### [Problem details]
Please repeat exactly the lines below from the one containing "drop one pin per instance, shaped like <point>603,250</point>." down to the one containing "tag the gray vinyl siding", both included, and nothing else.

### [Data excerpts]
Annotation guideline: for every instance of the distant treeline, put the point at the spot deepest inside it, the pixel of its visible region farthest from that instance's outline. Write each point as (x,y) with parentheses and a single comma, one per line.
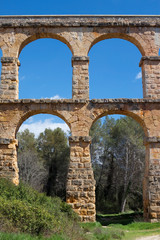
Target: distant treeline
(117,155)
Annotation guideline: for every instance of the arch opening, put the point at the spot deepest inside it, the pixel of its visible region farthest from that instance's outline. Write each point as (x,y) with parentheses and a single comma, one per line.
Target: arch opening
(114,70)
(0,62)
(118,159)
(43,154)
(45,68)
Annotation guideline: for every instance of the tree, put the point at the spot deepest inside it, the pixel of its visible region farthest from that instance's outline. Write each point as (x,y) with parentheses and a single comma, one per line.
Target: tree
(117,161)
(53,148)
(31,169)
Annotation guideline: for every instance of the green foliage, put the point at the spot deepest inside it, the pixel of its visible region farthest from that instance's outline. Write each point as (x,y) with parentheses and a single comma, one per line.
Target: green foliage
(97,232)
(117,154)
(54,150)
(26,210)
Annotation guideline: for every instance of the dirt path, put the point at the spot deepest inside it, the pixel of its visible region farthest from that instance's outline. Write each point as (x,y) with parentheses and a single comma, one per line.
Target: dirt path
(156,237)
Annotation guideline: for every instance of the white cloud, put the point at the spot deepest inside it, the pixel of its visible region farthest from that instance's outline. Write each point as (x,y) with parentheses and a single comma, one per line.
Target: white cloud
(39,126)
(139,75)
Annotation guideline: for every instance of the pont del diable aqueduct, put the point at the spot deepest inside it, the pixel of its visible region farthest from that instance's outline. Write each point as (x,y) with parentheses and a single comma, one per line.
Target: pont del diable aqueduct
(80,33)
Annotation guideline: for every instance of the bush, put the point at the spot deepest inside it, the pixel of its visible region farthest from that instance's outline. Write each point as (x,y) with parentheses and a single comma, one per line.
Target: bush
(24,209)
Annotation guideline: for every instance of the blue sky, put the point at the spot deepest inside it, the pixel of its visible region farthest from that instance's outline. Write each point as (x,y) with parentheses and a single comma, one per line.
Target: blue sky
(46,70)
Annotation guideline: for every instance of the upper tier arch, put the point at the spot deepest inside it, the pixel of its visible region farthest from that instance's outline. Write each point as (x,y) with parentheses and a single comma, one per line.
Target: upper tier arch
(137,41)
(43,35)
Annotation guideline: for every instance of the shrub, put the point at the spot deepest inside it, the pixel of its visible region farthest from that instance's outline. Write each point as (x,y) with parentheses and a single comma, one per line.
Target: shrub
(24,209)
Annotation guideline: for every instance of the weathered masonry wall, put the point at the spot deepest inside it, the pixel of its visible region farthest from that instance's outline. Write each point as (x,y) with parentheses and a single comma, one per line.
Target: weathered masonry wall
(80,33)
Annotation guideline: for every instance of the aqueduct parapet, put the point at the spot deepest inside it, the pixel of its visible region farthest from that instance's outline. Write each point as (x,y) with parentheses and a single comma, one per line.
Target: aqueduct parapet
(80,33)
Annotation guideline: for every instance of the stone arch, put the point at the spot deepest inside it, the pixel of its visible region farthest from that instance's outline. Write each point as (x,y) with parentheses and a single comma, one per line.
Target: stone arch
(138,42)
(133,115)
(52,56)
(109,60)
(43,35)
(31,113)
(1,55)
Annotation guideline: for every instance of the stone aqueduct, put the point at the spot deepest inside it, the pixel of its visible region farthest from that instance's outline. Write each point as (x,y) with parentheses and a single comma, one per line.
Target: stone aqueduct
(80,33)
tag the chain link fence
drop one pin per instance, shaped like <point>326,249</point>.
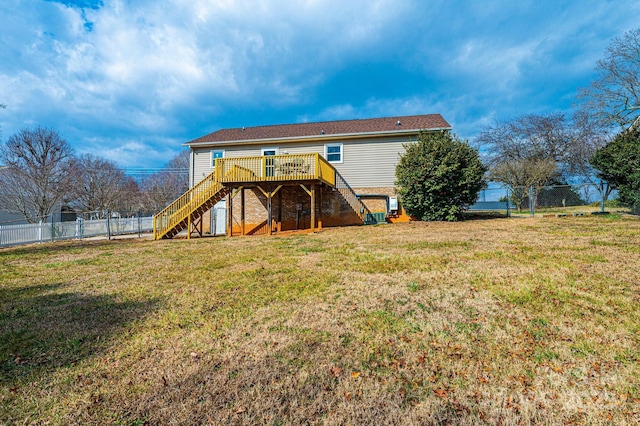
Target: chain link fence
<point>586,198</point>
<point>65,226</point>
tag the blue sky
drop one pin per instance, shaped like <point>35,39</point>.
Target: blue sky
<point>133,80</point>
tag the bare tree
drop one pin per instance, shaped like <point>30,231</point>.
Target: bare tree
<point>615,95</point>
<point>539,150</point>
<point>523,174</point>
<point>37,172</point>
<point>160,189</point>
<point>100,185</point>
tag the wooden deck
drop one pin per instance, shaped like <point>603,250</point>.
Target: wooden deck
<point>275,168</point>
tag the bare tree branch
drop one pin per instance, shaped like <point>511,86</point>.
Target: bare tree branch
<point>37,174</point>
<point>614,97</point>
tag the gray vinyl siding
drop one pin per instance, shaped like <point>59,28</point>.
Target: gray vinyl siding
<point>367,163</point>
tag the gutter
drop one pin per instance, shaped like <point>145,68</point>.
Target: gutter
<point>293,139</point>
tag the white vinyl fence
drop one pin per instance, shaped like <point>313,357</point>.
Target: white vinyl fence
<point>78,229</point>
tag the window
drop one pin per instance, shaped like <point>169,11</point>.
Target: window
<point>218,153</point>
<point>333,152</point>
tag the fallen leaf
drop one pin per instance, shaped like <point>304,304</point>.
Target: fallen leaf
<point>336,371</point>
<point>442,393</point>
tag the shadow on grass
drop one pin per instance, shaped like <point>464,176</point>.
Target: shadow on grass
<point>43,328</point>
<point>56,246</point>
<point>484,215</point>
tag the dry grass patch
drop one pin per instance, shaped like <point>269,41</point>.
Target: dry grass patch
<point>502,321</point>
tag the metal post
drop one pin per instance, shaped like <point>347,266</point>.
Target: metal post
<point>532,207</point>
<point>508,212</point>
<point>108,225</point>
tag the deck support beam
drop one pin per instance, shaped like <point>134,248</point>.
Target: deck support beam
<point>312,194</point>
<point>229,215</point>
<point>269,196</point>
<point>242,211</point>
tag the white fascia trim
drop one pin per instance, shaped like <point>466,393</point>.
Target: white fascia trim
<point>313,137</point>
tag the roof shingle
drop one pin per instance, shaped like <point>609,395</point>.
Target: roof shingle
<point>327,128</point>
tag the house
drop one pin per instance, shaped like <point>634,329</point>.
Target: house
<point>276,178</point>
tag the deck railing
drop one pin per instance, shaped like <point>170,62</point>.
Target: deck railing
<point>274,168</point>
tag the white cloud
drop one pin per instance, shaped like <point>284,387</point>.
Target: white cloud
<point>142,75</point>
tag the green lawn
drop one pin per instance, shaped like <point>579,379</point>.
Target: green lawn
<point>497,321</point>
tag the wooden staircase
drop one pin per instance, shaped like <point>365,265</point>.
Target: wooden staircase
<point>350,196</point>
<point>190,207</point>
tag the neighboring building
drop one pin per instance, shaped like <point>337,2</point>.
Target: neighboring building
<point>297,176</point>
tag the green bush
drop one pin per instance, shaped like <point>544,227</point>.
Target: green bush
<point>619,164</point>
<point>439,177</point>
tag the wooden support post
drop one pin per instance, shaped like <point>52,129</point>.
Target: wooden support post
<point>229,215</point>
<point>320,208</point>
<point>242,211</point>
<point>269,214</point>
<point>313,207</point>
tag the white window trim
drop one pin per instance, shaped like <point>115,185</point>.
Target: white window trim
<point>212,161</point>
<point>271,148</point>
<point>326,155</point>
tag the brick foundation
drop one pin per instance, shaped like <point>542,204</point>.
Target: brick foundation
<point>291,209</point>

### [Response below]
drop one pin per instance, shaped like <point>603,250</point>.
Target: wooden deck
<point>275,168</point>
tag the bare tree branch
drop one pin per instance, shaped like <point>511,86</point>.
Target: bare tree branch
<point>37,174</point>
<point>614,97</point>
tag the gray vinyl siding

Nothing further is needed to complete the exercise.